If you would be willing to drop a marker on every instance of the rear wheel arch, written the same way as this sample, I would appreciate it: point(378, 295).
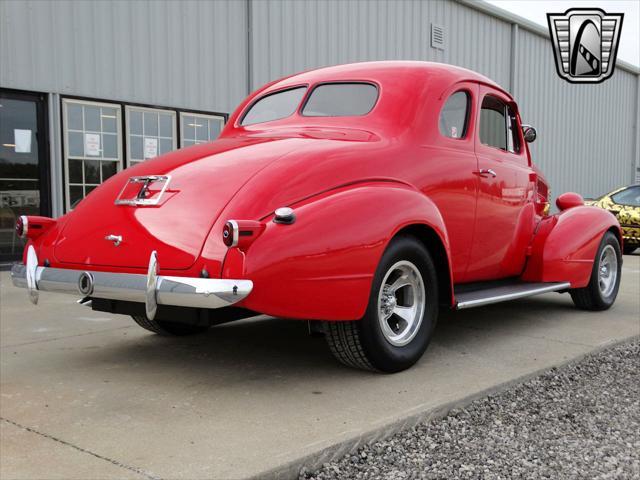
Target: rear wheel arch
point(434, 244)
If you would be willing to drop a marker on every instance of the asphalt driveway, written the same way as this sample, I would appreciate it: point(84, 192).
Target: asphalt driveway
point(87, 395)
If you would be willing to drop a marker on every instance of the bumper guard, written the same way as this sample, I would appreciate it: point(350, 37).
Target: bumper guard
point(151, 289)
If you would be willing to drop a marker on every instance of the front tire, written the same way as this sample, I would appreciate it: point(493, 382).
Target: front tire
point(168, 329)
point(602, 290)
point(400, 317)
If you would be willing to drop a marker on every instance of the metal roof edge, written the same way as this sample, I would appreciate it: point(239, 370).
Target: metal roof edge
point(533, 27)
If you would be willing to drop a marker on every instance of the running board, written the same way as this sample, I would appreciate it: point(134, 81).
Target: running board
point(504, 293)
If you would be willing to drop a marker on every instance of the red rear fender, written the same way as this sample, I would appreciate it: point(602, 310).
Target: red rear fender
point(322, 266)
point(565, 245)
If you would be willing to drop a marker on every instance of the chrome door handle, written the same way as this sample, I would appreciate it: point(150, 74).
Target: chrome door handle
point(485, 172)
point(116, 239)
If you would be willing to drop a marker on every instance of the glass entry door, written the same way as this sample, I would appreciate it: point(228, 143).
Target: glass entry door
point(24, 178)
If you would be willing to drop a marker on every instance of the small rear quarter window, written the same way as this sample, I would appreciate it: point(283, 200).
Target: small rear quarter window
point(274, 106)
point(341, 100)
point(454, 115)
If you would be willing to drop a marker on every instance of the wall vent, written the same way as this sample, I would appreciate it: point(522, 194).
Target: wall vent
point(437, 36)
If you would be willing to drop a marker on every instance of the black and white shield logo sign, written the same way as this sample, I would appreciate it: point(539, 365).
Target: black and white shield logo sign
point(585, 43)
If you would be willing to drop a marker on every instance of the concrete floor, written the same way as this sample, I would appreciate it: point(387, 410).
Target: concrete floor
point(87, 395)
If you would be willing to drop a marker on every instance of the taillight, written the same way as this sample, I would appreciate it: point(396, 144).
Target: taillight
point(22, 226)
point(230, 233)
point(241, 233)
point(32, 226)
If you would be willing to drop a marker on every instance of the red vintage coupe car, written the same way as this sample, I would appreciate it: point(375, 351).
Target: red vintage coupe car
point(361, 197)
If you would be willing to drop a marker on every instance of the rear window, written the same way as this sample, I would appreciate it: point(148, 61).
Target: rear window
point(341, 100)
point(274, 106)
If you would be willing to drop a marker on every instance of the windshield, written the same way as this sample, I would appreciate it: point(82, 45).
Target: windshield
point(341, 100)
point(274, 106)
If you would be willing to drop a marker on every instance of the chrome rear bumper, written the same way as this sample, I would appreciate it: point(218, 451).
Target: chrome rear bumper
point(151, 289)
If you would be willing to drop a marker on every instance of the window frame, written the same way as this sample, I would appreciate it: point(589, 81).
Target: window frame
point(122, 146)
point(467, 120)
point(248, 108)
point(505, 112)
point(127, 111)
point(313, 88)
point(189, 113)
point(119, 161)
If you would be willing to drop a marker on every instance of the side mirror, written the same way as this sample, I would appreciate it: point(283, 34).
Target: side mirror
point(529, 133)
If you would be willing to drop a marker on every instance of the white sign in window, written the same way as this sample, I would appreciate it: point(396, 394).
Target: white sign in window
point(150, 132)
point(92, 146)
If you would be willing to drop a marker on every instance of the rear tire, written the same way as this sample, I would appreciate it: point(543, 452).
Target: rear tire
point(602, 290)
point(401, 314)
point(168, 329)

--------------------

** Work to complete **
Please repeat every one of the entries above verbatim, leaving out any pictures.

** Task response **
If you would be willing to drop a marker on every instance of the rear wheel arch, written the same way as this sample, I would appreciate it: point(378, 295).
Target: rear wheel arch
point(434, 244)
If you would be willing to drop a marker on every instance of the asphalt driveway, written the same way as this sample, I would appreciate it: point(84, 192).
Target: asphalt driveway
point(87, 395)
If you would be willing to drop a marker on every instance of the bumper guard, written the same way as this sample, I would appreciate it: point(350, 37).
Target: bumper guard
point(151, 289)
If you would be willing to drop a marker on every instance of the front tire, written the same way as this sample, I would appreciate it: point(493, 382).
Target: front tire
point(168, 329)
point(602, 290)
point(400, 317)
If you would be willing to drop a marker on every instance of the metal roof edge, written the same way as this sample, I would appreciate it: point(239, 370).
Target: metal roof edge
point(533, 27)
If you would be willing to drop a marker on every instance of the running board, written the same way as this sample, I would appreciate it: point(134, 81).
Target: running board
point(504, 293)
If you would be willing to drop a marker on every instance of the red rear fender, written the same way as this sample, I would appreciate it: point(602, 310).
Target: red rear fender
point(322, 266)
point(565, 245)
If you would be willing to drop a marker on every instance of the chrome door handle, written the same way as this sample, I would appreciate it: point(150, 74).
Target: chrome door handle
point(485, 172)
point(116, 239)
If you would be willing to drop a marker on every instance of the glass entry door, written the same way as this sample, I would appreciate it: point(228, 143).
Target: glass entry door
point(24, 178)
If you would be willing to drop a marker on every instance of the small rear quarter window, written the same way as this sample, I would appreciate it: point(283, 200).
Target: small rear quarter window
point(274, 106)
point(341, 100)
point(454, 115)
If you would be willing to drop a marker on every instance of the wall vent, written the same way as this sample, I would appreciate it: point(522, 194).
Target: wall vent
point(437, 36)
If you would be willing to drop a marker on every instance of the black and white shield logo sign, written the same way as this sample, I would appreciate it: point(539, 365).
Target: black and white shield logo sign
point(585, 43)
If you would be willing to drop a marker on every instance of the concrete floor, written the same way as this sample, I would appreciate it: point(387, 410).
Target: concrete floor
point(87, 395)
If you would be willing to drop a marker on every instance of the taillight, written the same way as this sample, I would appreciate it: point(396, 144).
Target: taillight
point(22, 226)
point(230, 233)
point(241, 233)
point(32, 226)
If you would be willing to drop a marker on every instance of the red vintage coupe car, written the same way as this sample, I would appreciate it: point(375, 351).
Target: red vintage coupe car
point(361, 197)
If you would be willing to drop a marker on every instance of the rear window, written the same way as this sample, I would appreciate it: point(148, 61).
Target: rear window
point(341, 100)
point(274, 106)
If you would be willing to drop a marker on every instance of the windshield, written the same way as this sample, I would appreciate it: point(82, 45).
Target: windshield
point(341, 100)
point(274, 106)
If you would be willing to drop a marker on every instance of the chrome rear bumper, written the same way as this sample, I would appreciate it: point(218, 451).
Target: chrome rear bumper
point(151, 289)
If you would be willing to drop a marker on every instance of the window frame, written the same way as this sample, I would appreciate it: point(589, 81).
Target: window frame
point(122, 146)
point(467, 120)
point(248, 108)
point(505, 112)
point(127, 111)
point(313, 88)
point(189, 113)
point(119, 161)
If you would be willing to drop a marker on every instance of the side mirror, written the same way as this sample, I would appreciate it: point(283, 34).
Target: side mirror
point(529, 133)
If you would be willing to drop a marker on every instance of the white sign in window, written the same way as this sample, I would appreciate it: point(396, 394).
Target: white sign in window
point(150, 132)
point(92, 146)
If you would be willing to drop a marker on every instance of the rear tire, written the same way as this sample, I would appreciate it: point(543, 452).
Target: rear tire
point(602, 290)
point(401, 314)
point(168, 329)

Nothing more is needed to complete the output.